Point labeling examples
■ ■ ■ ■
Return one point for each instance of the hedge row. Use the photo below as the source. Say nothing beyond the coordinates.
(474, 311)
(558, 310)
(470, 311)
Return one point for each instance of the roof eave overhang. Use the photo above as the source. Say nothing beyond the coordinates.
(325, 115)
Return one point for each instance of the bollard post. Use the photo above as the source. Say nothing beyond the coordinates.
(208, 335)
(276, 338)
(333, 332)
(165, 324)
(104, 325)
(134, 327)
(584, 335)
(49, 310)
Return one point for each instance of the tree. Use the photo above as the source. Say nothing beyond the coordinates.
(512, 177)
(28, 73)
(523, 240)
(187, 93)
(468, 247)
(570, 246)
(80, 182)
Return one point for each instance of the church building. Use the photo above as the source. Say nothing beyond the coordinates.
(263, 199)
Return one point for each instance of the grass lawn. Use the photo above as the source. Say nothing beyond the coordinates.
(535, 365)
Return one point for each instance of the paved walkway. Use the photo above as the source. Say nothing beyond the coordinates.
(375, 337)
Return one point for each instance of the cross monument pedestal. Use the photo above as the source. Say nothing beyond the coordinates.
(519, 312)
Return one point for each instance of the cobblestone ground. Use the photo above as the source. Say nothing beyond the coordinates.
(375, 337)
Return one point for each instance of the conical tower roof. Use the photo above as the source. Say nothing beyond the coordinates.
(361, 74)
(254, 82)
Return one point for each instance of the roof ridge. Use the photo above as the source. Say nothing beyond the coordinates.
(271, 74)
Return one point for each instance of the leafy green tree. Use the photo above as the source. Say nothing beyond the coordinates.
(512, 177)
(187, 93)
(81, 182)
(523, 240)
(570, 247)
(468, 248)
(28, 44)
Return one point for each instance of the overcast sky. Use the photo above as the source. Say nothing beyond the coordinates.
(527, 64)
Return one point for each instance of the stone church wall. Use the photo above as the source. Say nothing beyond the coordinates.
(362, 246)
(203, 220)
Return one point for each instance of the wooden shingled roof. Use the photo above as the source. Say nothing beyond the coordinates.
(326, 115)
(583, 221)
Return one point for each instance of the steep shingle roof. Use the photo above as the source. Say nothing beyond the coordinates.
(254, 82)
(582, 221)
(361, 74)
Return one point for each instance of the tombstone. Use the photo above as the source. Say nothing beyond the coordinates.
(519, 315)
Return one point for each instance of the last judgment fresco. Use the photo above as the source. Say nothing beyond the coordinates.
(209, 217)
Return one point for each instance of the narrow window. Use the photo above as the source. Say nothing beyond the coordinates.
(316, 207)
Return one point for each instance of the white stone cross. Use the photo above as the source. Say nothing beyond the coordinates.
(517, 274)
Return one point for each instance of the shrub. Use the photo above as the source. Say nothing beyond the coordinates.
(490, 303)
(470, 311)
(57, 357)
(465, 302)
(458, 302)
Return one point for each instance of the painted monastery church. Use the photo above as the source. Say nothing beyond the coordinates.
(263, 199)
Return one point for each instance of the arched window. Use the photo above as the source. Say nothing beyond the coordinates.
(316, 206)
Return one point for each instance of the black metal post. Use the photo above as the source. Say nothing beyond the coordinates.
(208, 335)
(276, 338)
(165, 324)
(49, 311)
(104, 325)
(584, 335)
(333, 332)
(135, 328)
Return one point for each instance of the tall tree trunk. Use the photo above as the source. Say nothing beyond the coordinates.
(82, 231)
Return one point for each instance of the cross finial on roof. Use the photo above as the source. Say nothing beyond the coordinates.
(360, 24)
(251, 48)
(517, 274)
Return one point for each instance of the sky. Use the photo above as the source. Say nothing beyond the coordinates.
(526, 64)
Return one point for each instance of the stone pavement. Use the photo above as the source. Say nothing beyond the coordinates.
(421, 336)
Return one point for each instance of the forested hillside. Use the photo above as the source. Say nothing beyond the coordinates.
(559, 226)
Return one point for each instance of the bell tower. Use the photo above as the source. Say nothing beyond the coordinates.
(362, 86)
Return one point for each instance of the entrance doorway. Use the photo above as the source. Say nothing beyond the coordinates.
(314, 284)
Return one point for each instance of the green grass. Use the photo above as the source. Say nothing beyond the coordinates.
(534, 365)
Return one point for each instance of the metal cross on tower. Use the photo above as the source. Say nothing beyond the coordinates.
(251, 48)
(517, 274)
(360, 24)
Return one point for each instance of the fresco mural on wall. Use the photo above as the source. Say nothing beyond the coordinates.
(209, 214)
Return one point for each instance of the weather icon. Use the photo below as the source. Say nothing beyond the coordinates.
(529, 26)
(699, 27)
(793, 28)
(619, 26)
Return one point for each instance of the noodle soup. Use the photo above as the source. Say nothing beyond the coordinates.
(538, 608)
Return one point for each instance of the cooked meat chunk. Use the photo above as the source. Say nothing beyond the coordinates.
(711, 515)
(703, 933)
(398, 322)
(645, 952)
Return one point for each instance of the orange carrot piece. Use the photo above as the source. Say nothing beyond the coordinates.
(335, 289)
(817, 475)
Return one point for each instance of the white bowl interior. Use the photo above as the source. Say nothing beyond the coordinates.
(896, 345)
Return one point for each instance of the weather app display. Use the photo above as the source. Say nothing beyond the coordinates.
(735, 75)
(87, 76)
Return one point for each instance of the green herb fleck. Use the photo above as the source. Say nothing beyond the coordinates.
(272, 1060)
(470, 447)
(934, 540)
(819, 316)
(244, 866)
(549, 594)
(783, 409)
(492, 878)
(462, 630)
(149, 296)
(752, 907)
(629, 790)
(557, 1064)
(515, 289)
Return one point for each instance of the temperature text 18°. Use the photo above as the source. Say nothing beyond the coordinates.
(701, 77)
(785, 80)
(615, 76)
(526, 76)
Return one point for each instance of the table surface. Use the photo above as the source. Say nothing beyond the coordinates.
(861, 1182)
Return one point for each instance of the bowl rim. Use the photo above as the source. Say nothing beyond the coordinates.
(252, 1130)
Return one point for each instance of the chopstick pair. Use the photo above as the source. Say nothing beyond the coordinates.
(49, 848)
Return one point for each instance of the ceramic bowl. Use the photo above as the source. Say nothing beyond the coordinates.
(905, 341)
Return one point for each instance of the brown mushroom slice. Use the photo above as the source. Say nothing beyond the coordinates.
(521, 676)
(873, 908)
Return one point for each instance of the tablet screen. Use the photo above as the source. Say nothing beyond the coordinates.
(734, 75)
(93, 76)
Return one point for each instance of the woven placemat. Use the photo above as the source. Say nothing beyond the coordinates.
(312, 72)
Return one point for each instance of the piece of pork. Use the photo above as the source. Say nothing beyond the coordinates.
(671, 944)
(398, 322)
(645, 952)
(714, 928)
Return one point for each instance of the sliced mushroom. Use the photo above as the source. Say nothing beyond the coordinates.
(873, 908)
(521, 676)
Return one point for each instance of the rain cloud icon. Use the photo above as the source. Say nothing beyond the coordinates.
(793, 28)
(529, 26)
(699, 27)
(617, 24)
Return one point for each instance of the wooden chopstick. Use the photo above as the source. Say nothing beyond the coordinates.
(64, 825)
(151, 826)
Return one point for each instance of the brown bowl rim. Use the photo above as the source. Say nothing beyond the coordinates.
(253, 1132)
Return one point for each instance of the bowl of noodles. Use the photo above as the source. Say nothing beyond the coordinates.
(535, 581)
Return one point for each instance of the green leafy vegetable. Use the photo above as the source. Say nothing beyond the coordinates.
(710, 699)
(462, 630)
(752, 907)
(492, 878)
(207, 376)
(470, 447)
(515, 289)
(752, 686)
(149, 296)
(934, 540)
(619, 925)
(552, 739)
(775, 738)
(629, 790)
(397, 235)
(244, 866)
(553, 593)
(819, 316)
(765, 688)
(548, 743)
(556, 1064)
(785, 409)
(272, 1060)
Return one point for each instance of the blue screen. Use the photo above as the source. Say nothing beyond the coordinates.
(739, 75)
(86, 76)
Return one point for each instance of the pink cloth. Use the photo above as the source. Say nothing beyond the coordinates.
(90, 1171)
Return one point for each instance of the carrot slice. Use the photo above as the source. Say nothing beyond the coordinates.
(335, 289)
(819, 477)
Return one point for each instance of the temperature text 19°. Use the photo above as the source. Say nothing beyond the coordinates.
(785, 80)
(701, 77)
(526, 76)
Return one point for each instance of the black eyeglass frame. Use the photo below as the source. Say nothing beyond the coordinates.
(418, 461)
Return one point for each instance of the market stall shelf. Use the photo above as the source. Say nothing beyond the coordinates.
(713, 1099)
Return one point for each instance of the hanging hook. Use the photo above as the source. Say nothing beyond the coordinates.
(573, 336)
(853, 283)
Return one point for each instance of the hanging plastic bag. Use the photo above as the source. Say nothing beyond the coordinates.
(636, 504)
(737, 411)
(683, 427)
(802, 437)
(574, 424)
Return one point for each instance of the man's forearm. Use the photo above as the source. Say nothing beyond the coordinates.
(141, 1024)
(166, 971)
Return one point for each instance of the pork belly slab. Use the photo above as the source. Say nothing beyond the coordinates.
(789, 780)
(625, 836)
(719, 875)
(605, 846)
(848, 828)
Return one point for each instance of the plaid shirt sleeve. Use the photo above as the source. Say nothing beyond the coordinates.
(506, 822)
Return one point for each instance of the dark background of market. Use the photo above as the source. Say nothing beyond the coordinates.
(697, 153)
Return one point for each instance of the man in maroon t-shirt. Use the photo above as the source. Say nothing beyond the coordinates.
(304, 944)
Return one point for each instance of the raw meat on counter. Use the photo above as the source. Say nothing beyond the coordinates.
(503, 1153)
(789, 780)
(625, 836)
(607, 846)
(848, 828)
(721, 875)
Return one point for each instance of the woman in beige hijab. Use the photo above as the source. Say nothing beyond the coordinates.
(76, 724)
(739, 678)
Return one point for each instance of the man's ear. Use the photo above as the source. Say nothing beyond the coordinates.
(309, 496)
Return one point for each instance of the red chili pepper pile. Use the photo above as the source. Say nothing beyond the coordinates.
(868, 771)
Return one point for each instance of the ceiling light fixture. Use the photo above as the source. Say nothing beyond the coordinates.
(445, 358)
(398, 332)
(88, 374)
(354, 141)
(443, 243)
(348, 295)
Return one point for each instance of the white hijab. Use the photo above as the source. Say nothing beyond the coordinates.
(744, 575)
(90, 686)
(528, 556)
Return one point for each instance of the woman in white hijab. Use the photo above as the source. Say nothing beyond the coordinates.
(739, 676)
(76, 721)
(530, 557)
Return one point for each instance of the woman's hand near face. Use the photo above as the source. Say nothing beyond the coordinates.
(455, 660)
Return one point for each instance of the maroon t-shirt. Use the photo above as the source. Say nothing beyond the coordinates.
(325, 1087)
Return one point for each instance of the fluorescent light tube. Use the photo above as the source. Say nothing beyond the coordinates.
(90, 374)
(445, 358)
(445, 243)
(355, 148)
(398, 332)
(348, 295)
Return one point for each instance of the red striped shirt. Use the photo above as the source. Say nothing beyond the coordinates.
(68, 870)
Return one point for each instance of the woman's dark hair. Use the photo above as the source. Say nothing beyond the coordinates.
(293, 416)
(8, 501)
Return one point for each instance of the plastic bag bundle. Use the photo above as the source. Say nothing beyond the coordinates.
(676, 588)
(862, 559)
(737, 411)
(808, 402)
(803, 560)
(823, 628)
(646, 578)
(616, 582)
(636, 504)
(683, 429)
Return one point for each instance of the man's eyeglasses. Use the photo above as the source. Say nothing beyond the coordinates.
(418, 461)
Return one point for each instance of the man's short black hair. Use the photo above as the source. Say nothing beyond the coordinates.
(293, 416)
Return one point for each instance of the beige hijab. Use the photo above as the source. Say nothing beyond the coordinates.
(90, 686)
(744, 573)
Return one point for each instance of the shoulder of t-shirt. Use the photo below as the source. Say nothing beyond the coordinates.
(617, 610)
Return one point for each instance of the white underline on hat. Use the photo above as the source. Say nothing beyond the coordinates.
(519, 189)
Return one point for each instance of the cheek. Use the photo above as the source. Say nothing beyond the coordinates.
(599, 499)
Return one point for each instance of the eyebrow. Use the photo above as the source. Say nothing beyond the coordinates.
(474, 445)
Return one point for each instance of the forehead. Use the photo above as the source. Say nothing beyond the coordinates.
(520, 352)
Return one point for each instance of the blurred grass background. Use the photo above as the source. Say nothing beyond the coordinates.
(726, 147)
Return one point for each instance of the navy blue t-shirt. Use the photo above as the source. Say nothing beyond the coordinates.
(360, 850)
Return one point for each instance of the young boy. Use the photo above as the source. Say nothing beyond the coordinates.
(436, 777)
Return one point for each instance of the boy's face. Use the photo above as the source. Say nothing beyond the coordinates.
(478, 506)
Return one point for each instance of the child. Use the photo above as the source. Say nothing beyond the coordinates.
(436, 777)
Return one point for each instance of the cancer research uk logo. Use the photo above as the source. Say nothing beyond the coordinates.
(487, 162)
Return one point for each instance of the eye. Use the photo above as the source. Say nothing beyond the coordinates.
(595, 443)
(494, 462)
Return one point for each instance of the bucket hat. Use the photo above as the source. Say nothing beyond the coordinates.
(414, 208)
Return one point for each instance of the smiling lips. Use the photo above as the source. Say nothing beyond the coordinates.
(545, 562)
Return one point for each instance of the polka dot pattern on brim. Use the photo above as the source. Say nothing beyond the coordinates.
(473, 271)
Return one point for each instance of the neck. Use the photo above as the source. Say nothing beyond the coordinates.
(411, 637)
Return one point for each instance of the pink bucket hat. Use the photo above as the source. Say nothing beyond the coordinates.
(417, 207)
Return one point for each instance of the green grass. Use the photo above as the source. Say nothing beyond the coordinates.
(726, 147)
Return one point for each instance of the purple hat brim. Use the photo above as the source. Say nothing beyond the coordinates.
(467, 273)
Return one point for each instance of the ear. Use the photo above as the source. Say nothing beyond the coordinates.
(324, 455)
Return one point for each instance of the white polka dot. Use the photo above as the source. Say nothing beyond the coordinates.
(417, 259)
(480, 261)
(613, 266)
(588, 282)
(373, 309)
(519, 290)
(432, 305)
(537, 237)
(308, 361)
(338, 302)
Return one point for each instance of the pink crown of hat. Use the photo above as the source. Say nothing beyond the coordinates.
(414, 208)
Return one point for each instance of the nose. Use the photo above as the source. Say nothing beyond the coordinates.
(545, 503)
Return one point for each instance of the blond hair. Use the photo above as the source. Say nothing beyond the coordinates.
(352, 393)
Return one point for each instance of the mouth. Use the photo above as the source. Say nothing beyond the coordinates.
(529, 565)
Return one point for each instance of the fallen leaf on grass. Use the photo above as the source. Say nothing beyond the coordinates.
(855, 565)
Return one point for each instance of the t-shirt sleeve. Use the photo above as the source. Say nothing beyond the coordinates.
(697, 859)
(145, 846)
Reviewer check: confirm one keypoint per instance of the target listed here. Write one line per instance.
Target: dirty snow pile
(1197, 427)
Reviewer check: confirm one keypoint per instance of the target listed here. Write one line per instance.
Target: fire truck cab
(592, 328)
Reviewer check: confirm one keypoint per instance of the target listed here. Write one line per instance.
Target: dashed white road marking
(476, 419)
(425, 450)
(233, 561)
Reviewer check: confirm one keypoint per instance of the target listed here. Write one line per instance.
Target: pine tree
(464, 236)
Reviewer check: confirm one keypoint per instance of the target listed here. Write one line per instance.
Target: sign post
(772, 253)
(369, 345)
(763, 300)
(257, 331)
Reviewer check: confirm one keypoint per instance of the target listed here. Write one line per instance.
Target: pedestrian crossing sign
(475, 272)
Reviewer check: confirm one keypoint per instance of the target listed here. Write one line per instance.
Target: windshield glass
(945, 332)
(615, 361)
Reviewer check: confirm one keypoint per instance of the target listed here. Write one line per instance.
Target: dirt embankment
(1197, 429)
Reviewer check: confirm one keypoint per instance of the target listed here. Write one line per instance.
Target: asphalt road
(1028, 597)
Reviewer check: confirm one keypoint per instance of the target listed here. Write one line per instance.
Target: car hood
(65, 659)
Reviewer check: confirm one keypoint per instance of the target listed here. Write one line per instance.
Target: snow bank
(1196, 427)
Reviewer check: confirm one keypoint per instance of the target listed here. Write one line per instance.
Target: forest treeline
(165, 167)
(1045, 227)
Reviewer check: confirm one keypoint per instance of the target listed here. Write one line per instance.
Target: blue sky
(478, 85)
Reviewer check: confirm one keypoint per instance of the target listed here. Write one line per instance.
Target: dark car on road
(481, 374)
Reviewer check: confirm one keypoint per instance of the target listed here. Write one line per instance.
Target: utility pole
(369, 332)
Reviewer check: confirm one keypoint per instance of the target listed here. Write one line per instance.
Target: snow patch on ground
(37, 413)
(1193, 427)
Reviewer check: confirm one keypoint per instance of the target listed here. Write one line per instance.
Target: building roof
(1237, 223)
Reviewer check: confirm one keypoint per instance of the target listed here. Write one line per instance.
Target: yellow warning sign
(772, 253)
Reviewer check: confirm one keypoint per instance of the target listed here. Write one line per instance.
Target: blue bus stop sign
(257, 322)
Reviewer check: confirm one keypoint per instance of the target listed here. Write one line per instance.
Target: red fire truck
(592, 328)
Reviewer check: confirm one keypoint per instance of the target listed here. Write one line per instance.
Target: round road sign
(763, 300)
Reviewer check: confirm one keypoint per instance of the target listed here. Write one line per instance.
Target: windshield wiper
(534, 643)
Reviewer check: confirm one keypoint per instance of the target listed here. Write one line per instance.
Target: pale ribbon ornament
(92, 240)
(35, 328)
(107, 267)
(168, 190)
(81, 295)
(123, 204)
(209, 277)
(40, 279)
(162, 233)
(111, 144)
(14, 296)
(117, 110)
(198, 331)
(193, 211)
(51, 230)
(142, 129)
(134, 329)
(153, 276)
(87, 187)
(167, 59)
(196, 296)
■ ■ ■ ■
Set task » Pull out every line of the records above that contains the word "background". Case counts.

Response for this exercise »
Return one point for each instance of the dark background of market. Use the photo above as the source. Say nothing beyond the coordinates.
Return one point for each instance of the blurred grass background. Use the photo above as the source. Say nothing beyond the coordinates.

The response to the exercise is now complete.